EXERCISE GOAL: Give an exact transcription limited to the lines from the one with "mottled reddish-brown tile" through the end of the entries, including both; no pictures belong in it.

DATA FOR THIS EXERCISE:
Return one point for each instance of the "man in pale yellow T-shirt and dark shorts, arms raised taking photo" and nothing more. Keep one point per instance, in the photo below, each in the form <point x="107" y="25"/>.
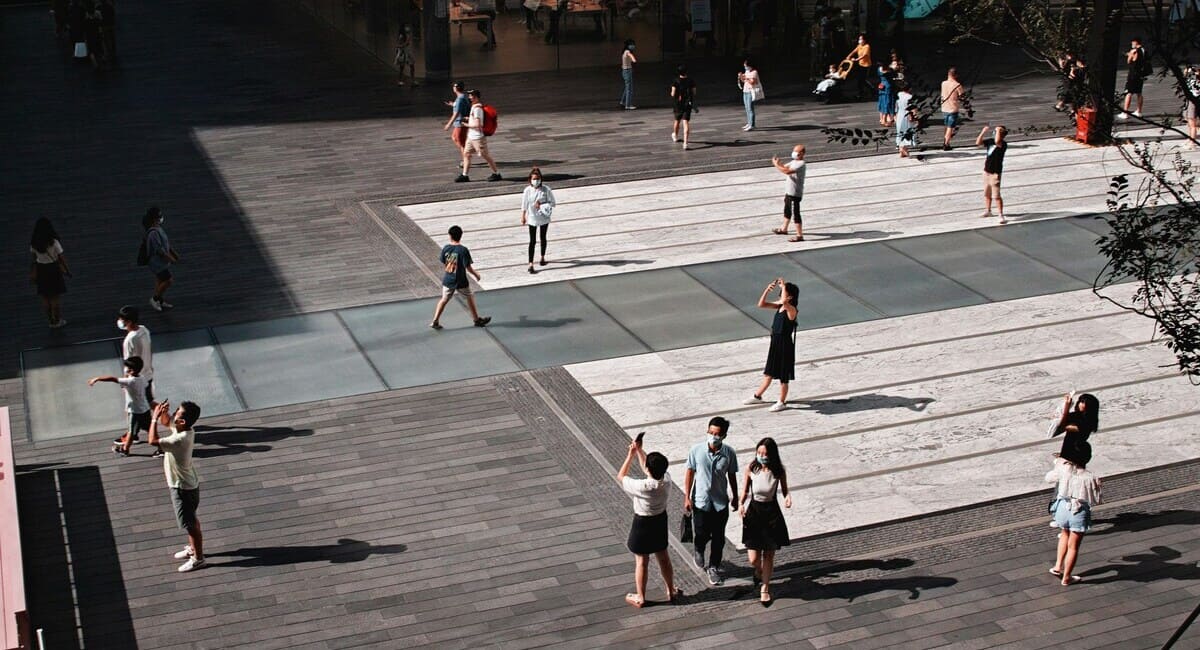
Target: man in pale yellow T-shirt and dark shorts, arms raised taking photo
<point x="182" y="478"/>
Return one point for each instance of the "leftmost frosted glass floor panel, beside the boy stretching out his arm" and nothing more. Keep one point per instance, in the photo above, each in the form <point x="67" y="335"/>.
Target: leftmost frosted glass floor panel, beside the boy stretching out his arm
<point x="59" y="401"/>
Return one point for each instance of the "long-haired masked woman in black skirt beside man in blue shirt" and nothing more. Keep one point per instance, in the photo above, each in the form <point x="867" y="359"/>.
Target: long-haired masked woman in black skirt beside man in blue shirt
<point x="764" y="529"/>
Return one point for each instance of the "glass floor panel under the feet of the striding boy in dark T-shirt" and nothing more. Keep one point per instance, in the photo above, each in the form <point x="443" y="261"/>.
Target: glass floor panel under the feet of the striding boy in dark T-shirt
<point x="400" y="344"/>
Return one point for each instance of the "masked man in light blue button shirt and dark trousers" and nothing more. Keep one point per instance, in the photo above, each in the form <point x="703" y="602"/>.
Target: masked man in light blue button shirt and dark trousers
<point x="710" y="465"/>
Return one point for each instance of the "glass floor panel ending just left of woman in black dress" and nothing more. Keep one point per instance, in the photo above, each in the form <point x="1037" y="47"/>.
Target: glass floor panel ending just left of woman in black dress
<point x="669" y="309"/>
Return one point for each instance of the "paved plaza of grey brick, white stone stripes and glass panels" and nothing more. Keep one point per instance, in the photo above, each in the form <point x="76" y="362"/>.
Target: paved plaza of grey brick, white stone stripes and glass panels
<point x="370" y="483"/>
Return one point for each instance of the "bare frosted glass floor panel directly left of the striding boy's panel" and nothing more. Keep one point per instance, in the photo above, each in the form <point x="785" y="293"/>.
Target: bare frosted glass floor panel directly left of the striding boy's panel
<point x="297" y="359"/>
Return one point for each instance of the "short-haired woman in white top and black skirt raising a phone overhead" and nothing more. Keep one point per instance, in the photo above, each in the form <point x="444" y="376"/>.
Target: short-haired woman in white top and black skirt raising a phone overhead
<point x="649" y="535"/>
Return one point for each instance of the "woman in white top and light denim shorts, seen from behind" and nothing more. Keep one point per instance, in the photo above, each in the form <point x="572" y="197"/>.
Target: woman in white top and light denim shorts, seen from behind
<point x="1077" y="493"/>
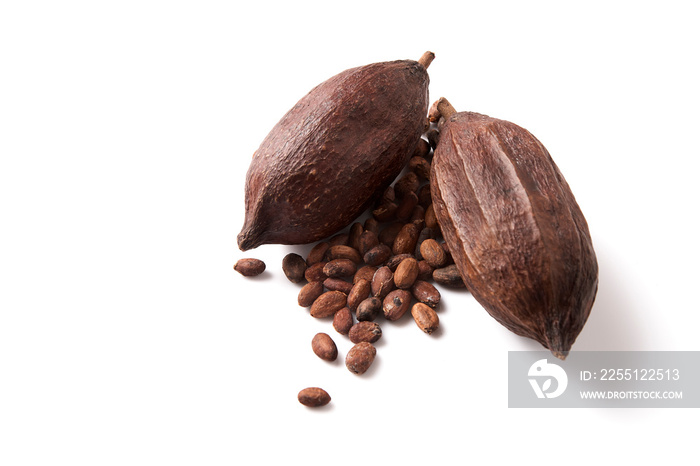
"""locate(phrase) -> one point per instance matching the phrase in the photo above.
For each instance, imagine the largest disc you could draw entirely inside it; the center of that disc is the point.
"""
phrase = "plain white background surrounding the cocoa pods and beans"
(126, 129)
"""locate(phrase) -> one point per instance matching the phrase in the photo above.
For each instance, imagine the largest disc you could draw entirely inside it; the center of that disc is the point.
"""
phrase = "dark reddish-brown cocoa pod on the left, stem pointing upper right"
(362, 125)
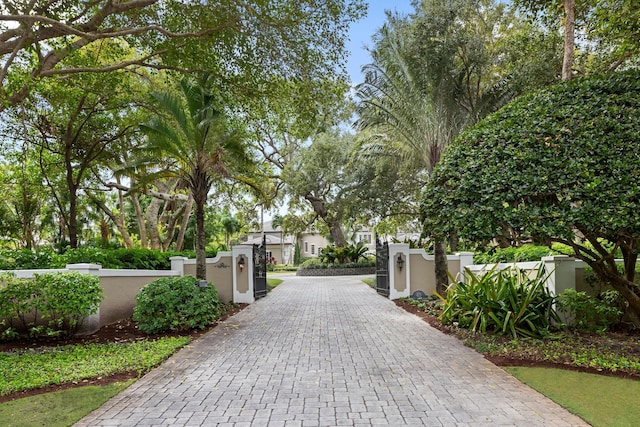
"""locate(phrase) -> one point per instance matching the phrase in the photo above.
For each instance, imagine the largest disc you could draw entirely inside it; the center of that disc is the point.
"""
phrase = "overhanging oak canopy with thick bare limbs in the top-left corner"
(256, 47)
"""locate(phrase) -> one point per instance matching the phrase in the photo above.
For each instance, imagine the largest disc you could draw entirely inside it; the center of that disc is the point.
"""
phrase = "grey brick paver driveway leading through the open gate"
(328, 352)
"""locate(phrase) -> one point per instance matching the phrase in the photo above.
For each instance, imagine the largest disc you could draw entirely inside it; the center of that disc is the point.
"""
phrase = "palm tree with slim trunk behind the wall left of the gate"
(192, 140)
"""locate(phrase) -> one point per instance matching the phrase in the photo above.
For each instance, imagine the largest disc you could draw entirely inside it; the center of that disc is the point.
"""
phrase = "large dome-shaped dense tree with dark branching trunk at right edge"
(557, 165)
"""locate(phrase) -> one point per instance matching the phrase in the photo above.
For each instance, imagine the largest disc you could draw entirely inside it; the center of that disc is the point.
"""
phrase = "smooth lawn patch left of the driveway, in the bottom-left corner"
(58, 409)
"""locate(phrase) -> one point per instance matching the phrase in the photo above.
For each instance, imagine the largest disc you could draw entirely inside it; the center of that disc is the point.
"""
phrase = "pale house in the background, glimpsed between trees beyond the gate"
(281, 247)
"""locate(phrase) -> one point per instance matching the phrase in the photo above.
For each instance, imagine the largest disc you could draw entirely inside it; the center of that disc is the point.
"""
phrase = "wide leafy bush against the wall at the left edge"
(50, 304)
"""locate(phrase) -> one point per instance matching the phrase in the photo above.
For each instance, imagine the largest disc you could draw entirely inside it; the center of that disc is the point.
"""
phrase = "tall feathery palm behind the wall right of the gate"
(410, 117)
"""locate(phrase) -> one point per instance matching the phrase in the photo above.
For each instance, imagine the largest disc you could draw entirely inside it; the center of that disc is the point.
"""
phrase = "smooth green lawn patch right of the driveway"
(599, 400)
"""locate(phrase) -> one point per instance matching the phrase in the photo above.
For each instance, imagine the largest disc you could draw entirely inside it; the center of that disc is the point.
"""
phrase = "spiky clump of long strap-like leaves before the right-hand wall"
(506, 302)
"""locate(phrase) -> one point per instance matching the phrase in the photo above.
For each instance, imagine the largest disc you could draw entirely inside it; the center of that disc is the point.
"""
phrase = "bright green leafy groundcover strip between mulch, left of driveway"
(29, 369)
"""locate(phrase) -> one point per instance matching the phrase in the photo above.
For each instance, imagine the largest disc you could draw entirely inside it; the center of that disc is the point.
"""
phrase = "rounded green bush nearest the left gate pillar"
(175, 304)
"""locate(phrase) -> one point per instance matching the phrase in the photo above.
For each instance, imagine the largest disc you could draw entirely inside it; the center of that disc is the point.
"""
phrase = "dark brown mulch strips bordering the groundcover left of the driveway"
(121, 331)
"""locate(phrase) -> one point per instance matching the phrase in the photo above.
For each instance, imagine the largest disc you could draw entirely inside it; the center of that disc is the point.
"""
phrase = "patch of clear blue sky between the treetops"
(361, 32)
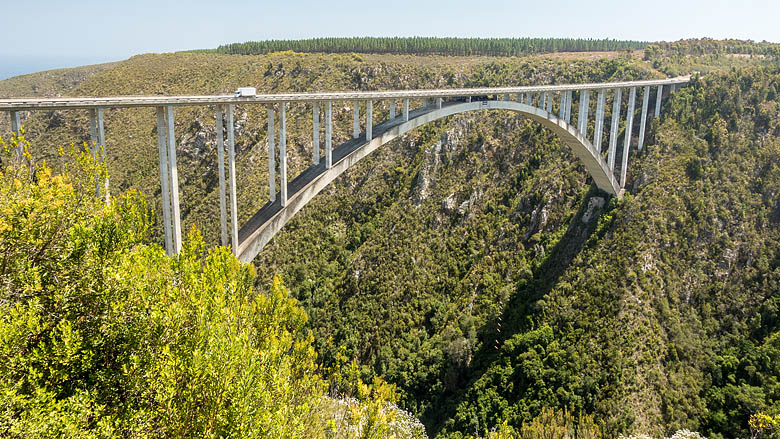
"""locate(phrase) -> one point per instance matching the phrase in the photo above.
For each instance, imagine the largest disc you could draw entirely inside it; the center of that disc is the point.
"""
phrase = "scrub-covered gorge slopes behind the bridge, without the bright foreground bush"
(472, 263)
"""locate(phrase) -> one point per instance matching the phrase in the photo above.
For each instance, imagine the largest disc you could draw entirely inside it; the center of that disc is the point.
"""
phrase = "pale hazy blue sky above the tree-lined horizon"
(40, 34)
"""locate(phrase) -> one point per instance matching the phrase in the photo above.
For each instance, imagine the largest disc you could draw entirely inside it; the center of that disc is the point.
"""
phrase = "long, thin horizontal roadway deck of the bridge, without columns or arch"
(18, 104)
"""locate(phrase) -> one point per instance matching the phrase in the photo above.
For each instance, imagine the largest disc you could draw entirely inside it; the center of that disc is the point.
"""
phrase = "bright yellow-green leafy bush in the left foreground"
(103, 335)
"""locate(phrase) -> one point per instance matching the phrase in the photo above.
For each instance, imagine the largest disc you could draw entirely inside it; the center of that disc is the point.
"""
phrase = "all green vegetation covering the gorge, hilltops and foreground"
(467, 280)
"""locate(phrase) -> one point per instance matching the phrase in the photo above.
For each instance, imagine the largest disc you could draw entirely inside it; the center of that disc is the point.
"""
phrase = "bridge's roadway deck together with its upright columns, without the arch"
(558, 101)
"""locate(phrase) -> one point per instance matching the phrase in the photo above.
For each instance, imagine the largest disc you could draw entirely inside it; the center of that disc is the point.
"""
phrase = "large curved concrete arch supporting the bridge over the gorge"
(262, 227)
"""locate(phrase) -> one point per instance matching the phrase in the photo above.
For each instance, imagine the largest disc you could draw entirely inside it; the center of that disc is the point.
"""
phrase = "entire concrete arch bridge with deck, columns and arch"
(550, 105)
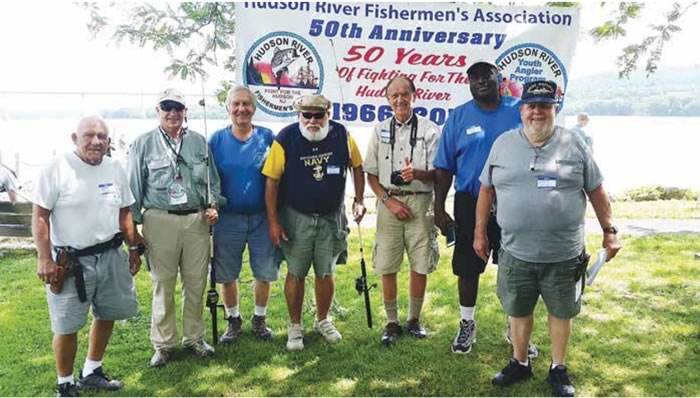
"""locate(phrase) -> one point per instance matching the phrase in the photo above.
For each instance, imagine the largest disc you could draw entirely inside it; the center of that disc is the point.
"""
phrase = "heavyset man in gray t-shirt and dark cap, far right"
(541, 175)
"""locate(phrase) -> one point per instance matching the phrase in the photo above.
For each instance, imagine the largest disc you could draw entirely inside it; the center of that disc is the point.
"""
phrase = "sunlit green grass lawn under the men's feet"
(638, 334)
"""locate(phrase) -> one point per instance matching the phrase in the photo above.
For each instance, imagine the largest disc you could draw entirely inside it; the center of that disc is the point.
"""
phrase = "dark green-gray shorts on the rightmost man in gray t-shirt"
(520, 284)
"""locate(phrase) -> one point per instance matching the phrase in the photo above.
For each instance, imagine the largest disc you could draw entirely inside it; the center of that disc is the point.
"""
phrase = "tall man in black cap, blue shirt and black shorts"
(466, 140)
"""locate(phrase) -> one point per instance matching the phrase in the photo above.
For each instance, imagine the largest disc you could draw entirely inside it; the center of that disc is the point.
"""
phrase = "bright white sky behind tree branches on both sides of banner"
(52, 51)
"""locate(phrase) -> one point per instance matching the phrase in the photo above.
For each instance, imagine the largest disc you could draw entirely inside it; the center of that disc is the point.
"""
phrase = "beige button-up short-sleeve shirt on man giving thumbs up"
(378, 161)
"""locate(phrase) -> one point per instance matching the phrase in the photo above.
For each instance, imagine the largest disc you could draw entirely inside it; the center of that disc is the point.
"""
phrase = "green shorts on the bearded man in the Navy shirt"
(315, 239)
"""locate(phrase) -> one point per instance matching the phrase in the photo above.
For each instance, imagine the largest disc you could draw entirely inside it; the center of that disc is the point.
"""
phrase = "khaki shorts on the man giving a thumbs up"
(418, 237)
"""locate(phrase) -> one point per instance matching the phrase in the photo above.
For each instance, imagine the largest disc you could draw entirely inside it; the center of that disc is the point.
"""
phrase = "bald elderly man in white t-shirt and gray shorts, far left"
(80, 219)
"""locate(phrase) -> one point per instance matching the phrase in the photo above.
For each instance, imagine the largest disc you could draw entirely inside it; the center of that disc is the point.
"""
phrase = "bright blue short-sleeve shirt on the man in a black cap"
(467, 138)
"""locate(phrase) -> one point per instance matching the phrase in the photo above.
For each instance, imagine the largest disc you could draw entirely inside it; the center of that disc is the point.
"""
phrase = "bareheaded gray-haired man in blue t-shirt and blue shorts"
(239, 152)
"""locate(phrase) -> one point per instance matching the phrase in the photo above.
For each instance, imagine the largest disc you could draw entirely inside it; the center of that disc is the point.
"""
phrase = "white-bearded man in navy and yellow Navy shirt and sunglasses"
(304, 195)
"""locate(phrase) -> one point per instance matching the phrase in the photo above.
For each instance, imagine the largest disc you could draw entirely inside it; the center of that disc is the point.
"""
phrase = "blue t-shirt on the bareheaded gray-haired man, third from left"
(239, 164)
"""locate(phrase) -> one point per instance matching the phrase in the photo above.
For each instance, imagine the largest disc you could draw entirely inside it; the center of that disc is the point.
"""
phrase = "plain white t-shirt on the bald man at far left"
(84, 200)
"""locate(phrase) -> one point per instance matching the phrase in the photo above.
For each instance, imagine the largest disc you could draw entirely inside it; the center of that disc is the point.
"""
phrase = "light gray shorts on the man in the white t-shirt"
(109, 287)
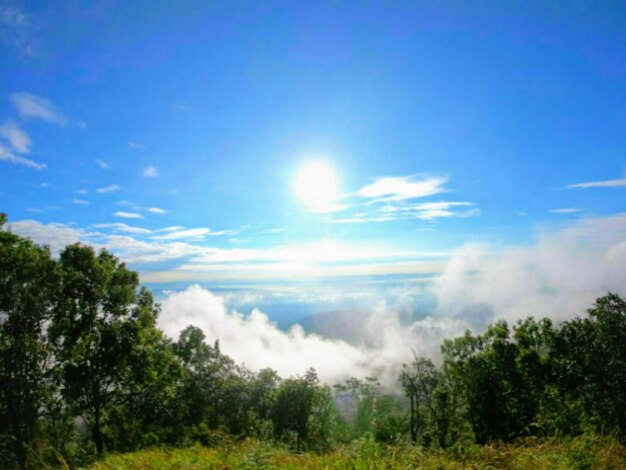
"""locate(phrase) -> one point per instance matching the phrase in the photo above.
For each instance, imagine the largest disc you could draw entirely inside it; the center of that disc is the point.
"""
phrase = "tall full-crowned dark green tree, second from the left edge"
(101, 328)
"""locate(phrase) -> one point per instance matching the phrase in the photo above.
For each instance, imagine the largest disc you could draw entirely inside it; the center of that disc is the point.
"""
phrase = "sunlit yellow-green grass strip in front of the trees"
(585, 452)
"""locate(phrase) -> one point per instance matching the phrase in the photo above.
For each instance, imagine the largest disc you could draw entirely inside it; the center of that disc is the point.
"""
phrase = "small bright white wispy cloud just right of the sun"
(401, 188)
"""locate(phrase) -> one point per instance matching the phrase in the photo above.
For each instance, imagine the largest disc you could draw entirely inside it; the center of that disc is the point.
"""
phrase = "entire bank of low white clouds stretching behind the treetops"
(559, 276)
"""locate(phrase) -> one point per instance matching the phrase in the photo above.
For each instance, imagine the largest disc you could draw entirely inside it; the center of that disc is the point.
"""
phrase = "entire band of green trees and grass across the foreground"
(84, 371)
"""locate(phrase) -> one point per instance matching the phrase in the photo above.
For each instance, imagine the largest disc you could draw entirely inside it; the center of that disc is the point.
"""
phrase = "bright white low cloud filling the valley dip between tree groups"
(255, 341)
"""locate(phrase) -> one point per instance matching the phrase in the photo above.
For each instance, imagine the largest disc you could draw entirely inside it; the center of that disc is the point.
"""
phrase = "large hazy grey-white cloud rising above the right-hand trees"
(559, 275)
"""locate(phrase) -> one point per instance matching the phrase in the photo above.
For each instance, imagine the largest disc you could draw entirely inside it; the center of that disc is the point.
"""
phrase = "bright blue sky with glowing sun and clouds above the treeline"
(445, 162)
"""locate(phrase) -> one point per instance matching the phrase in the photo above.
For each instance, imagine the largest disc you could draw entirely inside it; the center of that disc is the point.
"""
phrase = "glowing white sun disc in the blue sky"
(316, 186)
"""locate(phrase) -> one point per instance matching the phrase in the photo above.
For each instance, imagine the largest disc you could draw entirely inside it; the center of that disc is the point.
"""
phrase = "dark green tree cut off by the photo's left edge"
(28, 284)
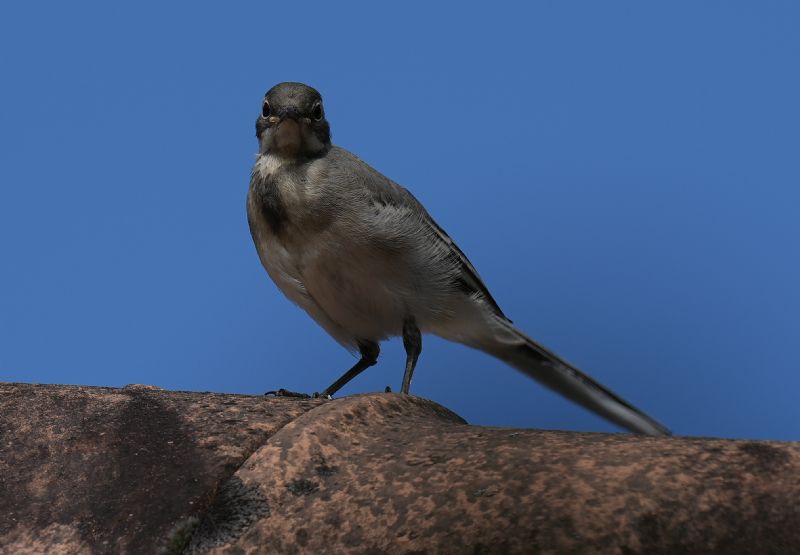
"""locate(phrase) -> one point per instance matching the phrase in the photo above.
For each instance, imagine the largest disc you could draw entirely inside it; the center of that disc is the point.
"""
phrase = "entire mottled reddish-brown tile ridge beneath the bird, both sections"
(94, 470)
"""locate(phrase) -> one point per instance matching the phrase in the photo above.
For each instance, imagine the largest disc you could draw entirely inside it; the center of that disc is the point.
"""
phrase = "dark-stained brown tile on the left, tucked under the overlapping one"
(132, 470)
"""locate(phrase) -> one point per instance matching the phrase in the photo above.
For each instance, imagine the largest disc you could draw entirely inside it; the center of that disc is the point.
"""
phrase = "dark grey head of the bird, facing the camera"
(292, 123)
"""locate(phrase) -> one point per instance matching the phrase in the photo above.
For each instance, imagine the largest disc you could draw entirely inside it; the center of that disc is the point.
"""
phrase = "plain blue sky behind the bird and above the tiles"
(624, 175)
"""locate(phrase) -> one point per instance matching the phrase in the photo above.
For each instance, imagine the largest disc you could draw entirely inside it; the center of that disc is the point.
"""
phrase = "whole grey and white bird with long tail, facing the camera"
(362, 256)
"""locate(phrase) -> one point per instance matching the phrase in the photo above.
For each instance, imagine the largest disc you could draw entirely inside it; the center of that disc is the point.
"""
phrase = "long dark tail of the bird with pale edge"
(520, 351)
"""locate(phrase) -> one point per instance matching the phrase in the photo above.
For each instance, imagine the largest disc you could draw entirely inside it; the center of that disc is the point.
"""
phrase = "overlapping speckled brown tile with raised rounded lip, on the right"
(395, 474)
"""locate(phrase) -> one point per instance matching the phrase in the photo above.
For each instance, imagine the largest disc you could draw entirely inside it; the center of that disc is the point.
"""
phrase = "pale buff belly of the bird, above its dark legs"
(361, 291)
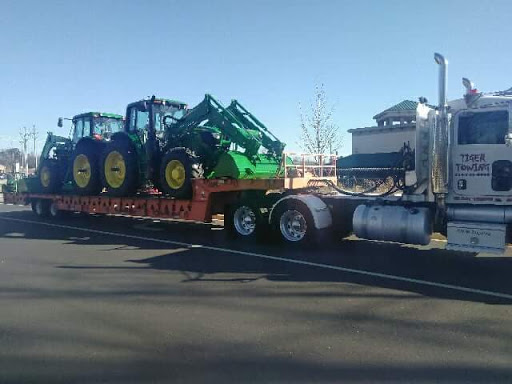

OUTPUT FOR THIS EXERCISE:
phrase = "entire mottled reddish-brown tile ridge beneath the bird, both sections"
(94, 470)
"""locate(phrase) -> one point per instance matching the phrase in the photo above.
For each instance, imagine the largest disc you could draw entirely inside it; the center of that disc is the point.
"""
phrase = "dark-stained brown tile on the left, tucked under the overlapping one"
(132, 470)
"""locate(phrase) -> one point per instance matching the phrase in the photo above.
For each instance, imagine the largest disc you could draw entirely inside it; the center of that disc is the point.
"""
phrase = "dark grey head of the bird, facing the camera"
(292, 123)
"""locate(phrase) -> one point per instance matching the phrase in the photo above.
For each instance, imagine the largest disc you could draw entirely inside it; the center of that disc is the point.
"""
phrase = "plain blue sky behind the bird and above the tiles"
(624, 175)
"""locate(phrase) -> one point per instance matching the phrase in the photo above.
For each instance, imagine the largest disc you could draw entirely inside it; the center of that disc is the point.
"""
phrase = "whole grey and white bird with long tail, facing the camera"
(362, 256)
"""locate(phrase) -> one point per instance matching the phrase in the photo above.
For each instance, imagine the largest disc you could draw entirely inside it; the center of that disc is the point.
"""
phrase = "long dark tail of the bird with pale edge"
(520, 351)
"""locate(phrase) -> one point per instance matching the phrase in the photo above.
For each instance, imagine the largest disc you could draw entirely inside it; the center of that disc is the point.
"""
phrase = "overlapping speckled brown tile with raised rounded lip, on the right"
(395, 474)
"""locate(phrase) -> one point per instance matching the phrase in the photo above.
For each instance, imagine the largest disc you could draw entirely inside it; the center of that disc is the point.
"""
phrase = "pale buff belly of the bird, above its dark legs"
(361, 291)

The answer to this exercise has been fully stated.